__THE REQUEST__: Reproduce every row below word for word, leaving out the pictures.

--- begin SOURCE DATA ---

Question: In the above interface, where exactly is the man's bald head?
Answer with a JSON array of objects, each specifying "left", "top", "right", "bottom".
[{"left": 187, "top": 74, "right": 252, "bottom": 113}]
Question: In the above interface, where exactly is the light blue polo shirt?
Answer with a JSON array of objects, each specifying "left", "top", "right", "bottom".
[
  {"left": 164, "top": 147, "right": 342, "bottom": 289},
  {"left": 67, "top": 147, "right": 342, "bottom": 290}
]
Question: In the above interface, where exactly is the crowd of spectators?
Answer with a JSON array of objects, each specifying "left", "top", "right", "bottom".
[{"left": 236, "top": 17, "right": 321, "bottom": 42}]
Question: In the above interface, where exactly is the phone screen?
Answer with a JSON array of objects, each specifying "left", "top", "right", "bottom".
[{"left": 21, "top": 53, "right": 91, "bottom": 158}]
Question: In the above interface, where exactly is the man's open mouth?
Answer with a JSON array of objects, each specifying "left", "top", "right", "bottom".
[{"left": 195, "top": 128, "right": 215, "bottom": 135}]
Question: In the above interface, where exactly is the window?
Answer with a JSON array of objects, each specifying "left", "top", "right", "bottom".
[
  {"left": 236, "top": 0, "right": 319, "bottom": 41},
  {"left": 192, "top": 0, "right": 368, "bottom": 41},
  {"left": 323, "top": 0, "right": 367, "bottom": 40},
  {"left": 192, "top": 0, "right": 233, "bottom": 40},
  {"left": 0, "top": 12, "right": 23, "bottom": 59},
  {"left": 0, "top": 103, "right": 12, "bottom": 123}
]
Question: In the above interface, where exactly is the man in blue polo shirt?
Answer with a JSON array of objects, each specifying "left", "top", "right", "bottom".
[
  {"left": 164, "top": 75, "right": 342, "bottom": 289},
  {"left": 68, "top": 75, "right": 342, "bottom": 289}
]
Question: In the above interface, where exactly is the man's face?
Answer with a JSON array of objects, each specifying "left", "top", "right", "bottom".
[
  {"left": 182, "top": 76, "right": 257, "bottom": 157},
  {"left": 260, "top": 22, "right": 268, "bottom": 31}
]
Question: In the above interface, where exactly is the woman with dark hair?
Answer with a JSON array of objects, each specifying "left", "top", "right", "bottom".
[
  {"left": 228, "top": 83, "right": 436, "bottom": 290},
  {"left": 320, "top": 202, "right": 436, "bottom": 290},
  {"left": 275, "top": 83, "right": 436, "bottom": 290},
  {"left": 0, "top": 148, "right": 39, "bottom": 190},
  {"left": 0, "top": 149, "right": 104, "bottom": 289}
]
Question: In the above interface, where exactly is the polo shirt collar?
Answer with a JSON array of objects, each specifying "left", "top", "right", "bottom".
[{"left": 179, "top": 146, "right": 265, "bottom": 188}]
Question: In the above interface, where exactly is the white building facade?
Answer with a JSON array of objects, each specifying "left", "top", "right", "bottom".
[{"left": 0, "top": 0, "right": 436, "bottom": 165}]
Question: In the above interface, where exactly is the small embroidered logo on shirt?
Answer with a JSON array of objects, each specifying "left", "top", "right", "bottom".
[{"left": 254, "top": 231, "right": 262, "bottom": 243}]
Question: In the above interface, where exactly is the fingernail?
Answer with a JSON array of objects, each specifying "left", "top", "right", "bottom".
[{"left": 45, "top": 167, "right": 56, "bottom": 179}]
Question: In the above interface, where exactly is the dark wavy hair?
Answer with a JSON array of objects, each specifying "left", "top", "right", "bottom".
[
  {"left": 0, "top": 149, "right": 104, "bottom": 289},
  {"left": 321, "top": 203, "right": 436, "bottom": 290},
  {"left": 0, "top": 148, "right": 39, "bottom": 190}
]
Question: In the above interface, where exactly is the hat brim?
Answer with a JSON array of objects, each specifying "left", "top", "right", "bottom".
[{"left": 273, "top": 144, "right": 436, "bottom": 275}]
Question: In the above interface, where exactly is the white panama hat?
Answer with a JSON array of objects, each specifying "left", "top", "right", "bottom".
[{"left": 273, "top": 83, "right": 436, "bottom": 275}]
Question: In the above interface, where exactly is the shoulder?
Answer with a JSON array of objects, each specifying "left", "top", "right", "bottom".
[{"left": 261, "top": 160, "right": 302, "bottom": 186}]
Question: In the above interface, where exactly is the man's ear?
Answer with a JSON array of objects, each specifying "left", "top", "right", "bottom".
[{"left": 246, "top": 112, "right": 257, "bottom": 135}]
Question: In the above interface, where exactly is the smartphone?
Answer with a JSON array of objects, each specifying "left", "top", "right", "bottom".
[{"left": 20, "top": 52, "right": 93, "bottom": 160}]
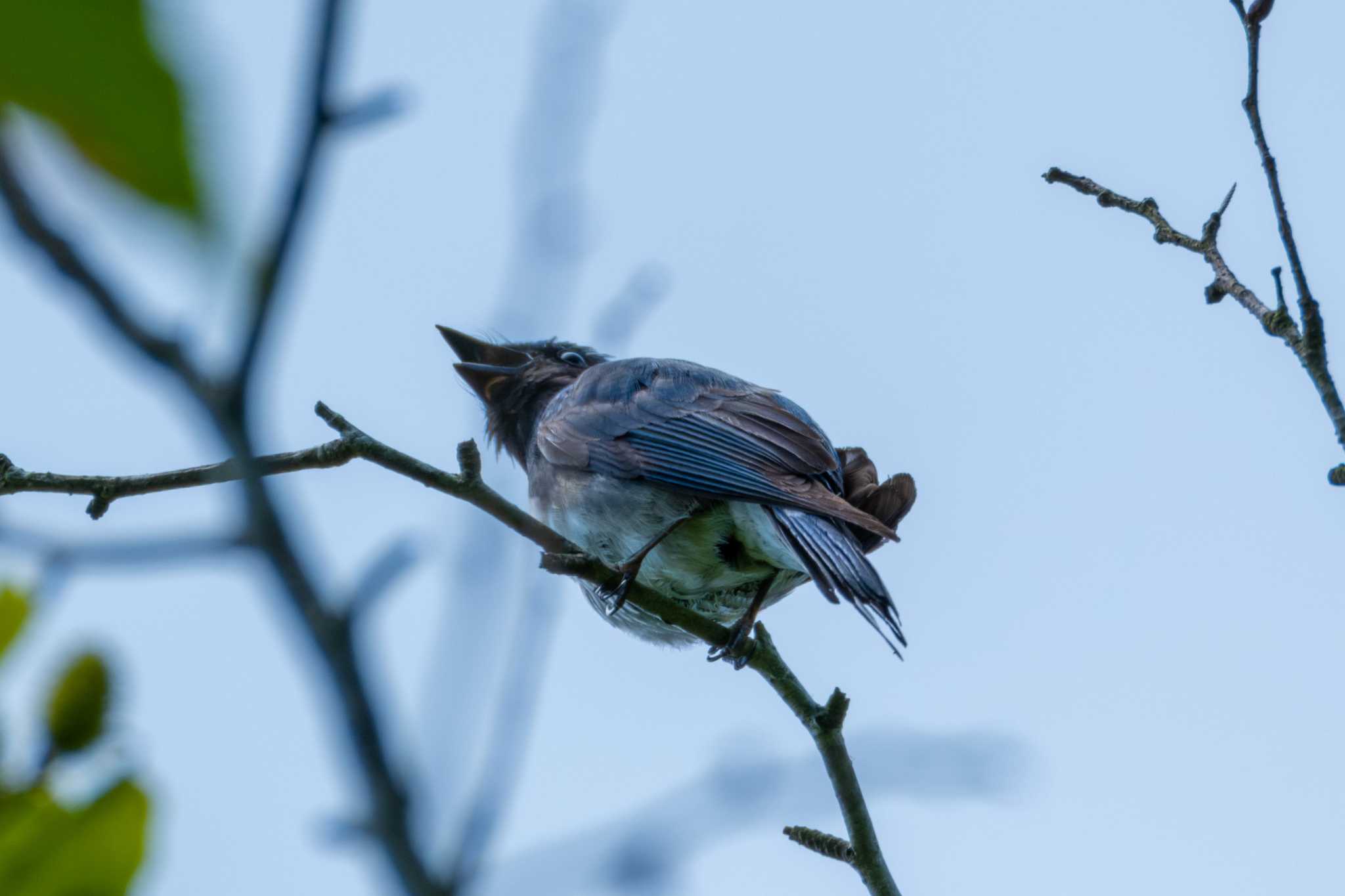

--- end SOURCE DATA ---

__TASK RESPONSE__:
Question: In the above interface, where exactly is the man's bald head?
Answer with a JSON array of objects, each specifying "left", "top", "right", "bottom".
[{"left": 187, "top": 74, "right": 252, "bottom": 113}]
Question: In the above interface, where exactly is the light blue polo shirt?
Answer with a JSON array of objects, each specifying "left", "top", "right", "bottom".
[
  {"left": 164, "top": 147, "right": 342, "bottom": 289},
  {"left": 67, "top": 147, "right": 342, "bottom": 290}
]
Question: In the above interface, where exactly is the crowd of spectators?
Answer with a JSON array of objects, each specifying "left", "top", "right", "bottom".
[{"left": 236, "top": 17, "right": 321, "bottom": 42}]
Question: In the above interface, where exactly is the phone screen?
Answer with a JSON array of objects, each specifying "left", "top", "right", "bottom".
[{"left": 21, "top": 53, "right": 91, "bottom": 158}]
Question: In the above interface, where exactly is the man's open mouth?
Answer with a JSON array of objects, each specifying "left", "top", "right", "bottom".
[{"left": 195, "top": 128, "right": 215, "bottom": 135}]
Question: In the above interface, where exactly is the window?
Answer with a JSON array of objects, each specifying "left", "top", "right", "bottom".
[
  {"left": 236, "top": 0, "right": 319, "bottom": 41},
  {"left": 192, "top": 0, "right": 368, "bottom": 41},
  {"left": 323, "top": 0, "right": 367, "bottom": 40},
  {"left": 192, "top": 0, "right": 233, "bottom": 40},
  {"left": 0, "top": 12, "right": 23, "bottom": 59},
  {"left": 0, "top": 103, "right": 12, "bottom": 123}
]
Question: In the above interface, where exactly is the man in blue polo shirt?
Answer with a JSON array of objects, each specifying "left", "top", "right", "bottom".
[
  {"left": 164, "top": 75, "right": 342, "bottom": 289},
  {"left": 68, "top": 75, "right": 342, "bottom": 289}
]
Question: In the above interface, where exactly is the man's face?
Answer with a JSON array of objects, each specifying "left", "top", "right", "bottom".
[
  {"left": 182, "top": 76, "right": 257, "bottom": 157},
  {"left": 260, "top": 22, "right": 268, "bottom": 31}
]
Question: In the above interface, where exactly is the woman with dark hair?
Answer with a JSON array of objects, each specifying "left", "top", "right", "bottom".
[
  {"left": 228, "top": 83, "right": 436, "bottom": 290},
  {"left": 320, "top": 202, "right": 436, "bottom": 290},
  {"left": 275, "top": 83, "right": 436, "bottom": 290},
  {"left": 0, "top": 148, "right": 39, "bottom": 190},
  {"left": 0, "top": 149, "right": 104, "bottom": 289}
]
Question: In the above interface, where exactly is the polo shirt collar?
Answer with a JSON array of objects, each specifying "left", "top", "right", "bottom".
[{"left": 179, "top": 146, "right": 265, "bottom": 188}]
Question: In the above interface, where exactly is the white building facade?
Answer with a JSON array of objects, each specifying "left", "top", "right", "bottom".
[{"left": 0, "top": 0, "right": 436, "bottom": 165}]
Question: In the above interface, where exactly is the small embroidered logo on shirt?
Answer with a JSON array of objects, each specifying "left", "top", "right", "bottom".
[{"left": 254, "top": 231, "right": 262, "bottom": 243}]
Question: In the above interface, where exactly is the fingernail?
Answer with a JSON array of objects, each specifying "left", "top", "right", "bottom".
[{"left": 45, "top": 167, "right": 56, "bottom": 179}]
Question: In the above interface, where exactly is the dark wavy hair?
Answer with a JSON array of objects, each specifying "left", "top", "right", "bottom".
[
  {"left": 0, "top": 149, "right": 104, "bottom": 289},
  {"left": 321, "top": 203, "right": 436, "bottom": 290},
  {"left": 0, "top": 148, "right": 39, "bottom": 190}
]
Question: In the above interface, where exactly is the hat brim?
Answer with a JSON array of objects, each specifying "left", "top", "right", "bottom".
[{"left": 273, "top": 144, "right": 436, "bottom": 275}]
Question: In the above interface, where exactly is the white panama hat?
Answer with a JSON array of objects, each specifying "left", "top", "right", "bottom".
[{"left": 273, "top": 83, "right": 436, "bottom": 275}]
Question: In the above interface, where exactly is the shoulder?
Answer with a JSON array of objects, each specifying "left", "top", "right", "bottom".
[{"left": 261, "top": 160, "right": 302, "bottom": 186}]
Question: In the above interface, where exactly is the man's ear?
Answer with a JSON array of objects, each specifying "left", "top", "right", "bottom".
[{"left": 246, "top": 112, "right": 257, "bottom": 135}]
Question: In the above interface, where exactly is the smartphone?
Answer with a JSON array of objects, each specifying "left", "top", "right", "bottom".
[{"left": 20, "top": 52, "right": 93, "bottom": 160}]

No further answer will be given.